УСЛОВИЯ ЗАДАНИЙ
a - К какой группе инфекций отнесена чума во фрагменте о чуме и городе?
b - Перепечатайте из фрагмента о чуме и городе часть, которая начинается со слов, содержащих "Ничто так не театрализует", и заканчивается словами "этих ландшафтах существующую.".

ПРИВЕДЕННЫЙ ФРАГМЕНТ

= = =

Источник: «Проект Байкал»-60

Ничто так не театрализует город, ничто так не превращает его в охваченную огнем зрительской вовлеченности сцену и не проявляет в нем концентрированную драму человеческого общежития, как внезапные и неотвратимые массовые бедствия. В особенности такие коварные, противостоять которым не в силах ни мощь научно-технических достижений цивилизации, ни культура социального взаимодействия и управления, ни даже общественная мораль или религиозное чувство. Речь о напастях такого рода, которые, в отличие от зримого ужаса пожара или бомбардировки, не уничтожают архитектурное тело города, но, напротив, оставляют нетронутыми городские ландшафты и при этом непостижимым образом превращают в ад саму человеческую жизнь, в этих ландшафтах существующую.

Речь пойдет о Чуме — о страшной болезни, относящейся к группе так называемых карантинных инфекций и успевшей за многие столетия мировой истории собрать по городам планеты многомиллионную жатву человеческих смертей. В контексте истории развития городской цивилизации чума — не просто заразное заболевание, безжалостно сокращавшее демографию самых разных ареалов человечества, не просто медицинский фактор, повлиявший на формирование санитарно-гигиенических стандартов и норм эпидемиологической безопасности. Чума — колоссальной силы культурный образ. Чума — символ, миф, текст. Именно в таком культурологическом и семиологическом ракурсе становится видно, насколько Чума и Город связаны между собой, в какой степени пространства города пронизаны силовыми линиями чумной истории.

= = =

ПЕРЕЧЕНЬ ЗАПИСЕЙ

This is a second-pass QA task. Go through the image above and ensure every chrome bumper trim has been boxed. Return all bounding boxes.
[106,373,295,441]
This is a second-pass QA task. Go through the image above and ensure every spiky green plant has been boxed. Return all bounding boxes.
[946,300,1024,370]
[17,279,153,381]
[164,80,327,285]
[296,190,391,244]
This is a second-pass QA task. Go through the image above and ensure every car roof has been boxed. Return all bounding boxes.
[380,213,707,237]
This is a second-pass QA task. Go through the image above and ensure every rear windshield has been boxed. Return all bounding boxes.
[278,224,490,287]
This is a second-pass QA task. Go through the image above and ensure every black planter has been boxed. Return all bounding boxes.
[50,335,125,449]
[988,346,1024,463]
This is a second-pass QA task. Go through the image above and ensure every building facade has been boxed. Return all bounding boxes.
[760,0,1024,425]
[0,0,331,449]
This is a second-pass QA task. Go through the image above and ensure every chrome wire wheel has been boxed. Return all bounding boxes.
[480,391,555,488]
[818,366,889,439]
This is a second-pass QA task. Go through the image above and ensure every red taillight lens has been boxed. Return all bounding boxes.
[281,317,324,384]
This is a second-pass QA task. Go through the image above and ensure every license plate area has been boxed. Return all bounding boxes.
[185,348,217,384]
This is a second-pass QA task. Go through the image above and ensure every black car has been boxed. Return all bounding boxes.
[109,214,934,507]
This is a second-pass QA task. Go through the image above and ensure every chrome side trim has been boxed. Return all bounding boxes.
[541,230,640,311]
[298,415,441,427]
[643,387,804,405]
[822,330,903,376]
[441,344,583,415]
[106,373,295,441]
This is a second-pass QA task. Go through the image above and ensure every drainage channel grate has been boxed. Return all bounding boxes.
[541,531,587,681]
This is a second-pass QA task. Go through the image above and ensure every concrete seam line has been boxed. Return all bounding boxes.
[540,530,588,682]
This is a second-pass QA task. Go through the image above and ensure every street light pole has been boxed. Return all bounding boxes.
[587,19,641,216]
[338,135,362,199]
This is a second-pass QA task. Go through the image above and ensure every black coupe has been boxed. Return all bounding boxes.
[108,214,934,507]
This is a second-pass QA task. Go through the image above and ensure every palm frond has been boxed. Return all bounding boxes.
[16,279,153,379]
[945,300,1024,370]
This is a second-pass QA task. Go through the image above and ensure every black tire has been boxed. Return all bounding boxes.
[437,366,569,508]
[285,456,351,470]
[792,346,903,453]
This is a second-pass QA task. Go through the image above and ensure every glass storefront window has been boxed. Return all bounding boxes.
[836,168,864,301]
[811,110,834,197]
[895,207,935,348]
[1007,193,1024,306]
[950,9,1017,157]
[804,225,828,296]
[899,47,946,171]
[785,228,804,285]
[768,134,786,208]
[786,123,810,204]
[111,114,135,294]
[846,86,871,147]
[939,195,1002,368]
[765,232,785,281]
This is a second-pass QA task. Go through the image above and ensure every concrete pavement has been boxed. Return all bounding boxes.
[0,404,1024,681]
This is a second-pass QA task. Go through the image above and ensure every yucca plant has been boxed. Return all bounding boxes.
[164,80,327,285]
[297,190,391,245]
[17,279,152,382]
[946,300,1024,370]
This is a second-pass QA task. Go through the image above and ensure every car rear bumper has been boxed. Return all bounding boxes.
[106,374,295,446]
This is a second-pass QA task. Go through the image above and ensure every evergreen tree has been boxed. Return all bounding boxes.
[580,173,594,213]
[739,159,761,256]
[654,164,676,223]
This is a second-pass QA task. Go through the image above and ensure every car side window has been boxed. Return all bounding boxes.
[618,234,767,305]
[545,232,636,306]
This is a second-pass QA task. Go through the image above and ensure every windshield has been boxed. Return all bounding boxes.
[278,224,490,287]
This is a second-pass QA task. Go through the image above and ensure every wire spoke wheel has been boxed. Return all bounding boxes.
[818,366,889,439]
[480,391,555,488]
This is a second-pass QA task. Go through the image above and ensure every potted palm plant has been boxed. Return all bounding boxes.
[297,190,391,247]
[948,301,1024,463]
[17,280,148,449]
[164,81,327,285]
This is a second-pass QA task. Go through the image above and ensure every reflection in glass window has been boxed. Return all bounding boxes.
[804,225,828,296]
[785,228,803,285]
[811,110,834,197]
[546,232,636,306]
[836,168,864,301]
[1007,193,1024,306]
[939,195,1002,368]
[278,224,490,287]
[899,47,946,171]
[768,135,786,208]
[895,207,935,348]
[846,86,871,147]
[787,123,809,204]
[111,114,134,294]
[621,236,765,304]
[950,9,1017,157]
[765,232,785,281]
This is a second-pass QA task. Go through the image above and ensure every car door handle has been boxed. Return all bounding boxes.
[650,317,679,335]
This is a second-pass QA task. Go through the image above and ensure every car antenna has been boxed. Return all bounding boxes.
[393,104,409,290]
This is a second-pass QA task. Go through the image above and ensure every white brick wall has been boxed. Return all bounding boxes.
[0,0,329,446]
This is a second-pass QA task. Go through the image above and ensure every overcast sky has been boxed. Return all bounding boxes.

= = =

СПИСОК ОТВЕТОВ
a - К группе так называемых карантинных инфекций.

b -
Ничто так не театрализует город, ничто так не превращает его в охваченную огнем зрительской вовлеченности сцену и не проявляет в нем концентрированную драму человеческого общежития, как внезапные и неотвратимые массовые бедствия. В особенности такие коварные, противостоять которым не в силах ни мощь научно-технических достижений цивилизации, ни культура социального взаимодействия и управления, ни даже общественная мораль или религиозное чувство. Речь о напастях такого рода, которые, в отличие от зримого ужаса пожара или бомбардировки, не уничтожают архитектурное тело города, но, напротив, оставляют нетронутыми городские ландшафты и при этом непостижимым образом превращают в ад саму человеческую жизнь, в этих ландшафтах существующую.